YOUR OBJECTIVE: What is needed is an exact transcription of every entry below.

--- --- ---

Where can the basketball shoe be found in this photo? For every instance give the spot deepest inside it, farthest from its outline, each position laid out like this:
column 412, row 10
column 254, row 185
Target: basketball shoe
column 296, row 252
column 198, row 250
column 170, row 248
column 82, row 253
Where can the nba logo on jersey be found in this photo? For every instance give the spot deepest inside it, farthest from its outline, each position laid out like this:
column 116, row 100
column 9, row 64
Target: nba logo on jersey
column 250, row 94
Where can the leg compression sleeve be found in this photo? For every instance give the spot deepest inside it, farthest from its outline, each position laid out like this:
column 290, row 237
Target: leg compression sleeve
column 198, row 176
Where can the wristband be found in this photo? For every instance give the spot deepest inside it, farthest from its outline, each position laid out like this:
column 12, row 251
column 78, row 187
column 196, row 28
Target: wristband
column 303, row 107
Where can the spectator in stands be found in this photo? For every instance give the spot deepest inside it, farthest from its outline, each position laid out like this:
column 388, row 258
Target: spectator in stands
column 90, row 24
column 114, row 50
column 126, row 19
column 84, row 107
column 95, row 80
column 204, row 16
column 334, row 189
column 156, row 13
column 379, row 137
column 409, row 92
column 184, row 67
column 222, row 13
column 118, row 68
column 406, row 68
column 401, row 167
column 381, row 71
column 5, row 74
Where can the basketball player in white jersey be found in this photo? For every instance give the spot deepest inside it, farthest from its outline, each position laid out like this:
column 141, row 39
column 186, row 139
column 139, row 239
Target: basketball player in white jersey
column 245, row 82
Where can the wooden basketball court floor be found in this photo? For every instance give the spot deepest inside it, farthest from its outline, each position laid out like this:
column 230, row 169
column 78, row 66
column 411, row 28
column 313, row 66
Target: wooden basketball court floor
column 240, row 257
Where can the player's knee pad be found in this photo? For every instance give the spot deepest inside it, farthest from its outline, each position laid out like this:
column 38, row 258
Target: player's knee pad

--- --- ---

RESPONSE TO THE EXERCISE:
Where can the basketball shoe be found in this photo? For every instance give the spot deepest inside it, farthest from its outline, each position laid out like this:
column 412, row 10
column 254, row 185
Target: basketball shoe
column 296, row 252
column 198, row 250
column 170, row 248
column 82, row 253
Where can the nba logo on jersey be found in this photo? For every instance give the spot deepest inside it, farthest from its outline, each position laid out like this:
column 116, row 100
column 9, row 64
Target: nba logo on jersey
column 250, row 94
Where can the leg compression sleeve be found in this photo? For every instance give the spot deepest inside it, farthest from its outline, each position laid out like this:
column 290, row 237
Target: leg compression sleeve
column 198, row 176
Where can the wristband be found in this photo? For every instance give the spot deepest inside it, farthest from its outline, each position laid out like this:
column 12, row 251
column 78, row 187
column 196, row 28
Target: wristband
column 303, row 107
Where can the spectator in stands be found in this photo? For every instance give the spot deepest inside it, farthest from its outline, each position laid out like this:
column 388, row 258
Target: spectator in stands
column 90, row 24
column 114, row 50
column 126, row 19
column 84, row 107
column 95, row 80
column 204, row 16
column 334, row 189
column 156, row 13
column 379, row 137
column 409, row 92
column 184, row 67
column 222, row 13
column 118, row 68
column 406, row 68
column 401, row 167
column 381, row 71
column 5, row 74
Where can the basketball player in white jersey be found in this photo? For every instance give the spot deepest inside it, farthest from its outline, each position laid out like this:
column 141, row 39
column 186, row 139
column 139, row 239
Target: basketball player in white jersey
column 245, row 82
Where can the wooden basketball court floor be found in this photo? For every instance give the spot deepest inside it, farthest from its outline, each position laid out like this:
column 230, row 169
column 78, row 66
column 411, row 28
column 313, row 66
Target: wooden basketball court floor
column 240, row 257
Where can the player's knee pad be found in this photo? For every instance give the spot deepest inside it, farthest from its outline, each position laid out like this:
column 38, row 258
Target: player's knee pad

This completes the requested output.